### Work instructions
Exactly as given, reproduce the records in full.

### Given records
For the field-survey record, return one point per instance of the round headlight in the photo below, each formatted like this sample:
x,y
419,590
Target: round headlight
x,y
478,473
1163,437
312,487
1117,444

### Your response
For the field-survey record, return one point per instance of the round headlight in the photo below, each formatted like this sample:
x,y
419,590
Target: round headlight
x,y
478,473
1163,437
312,487
1117,444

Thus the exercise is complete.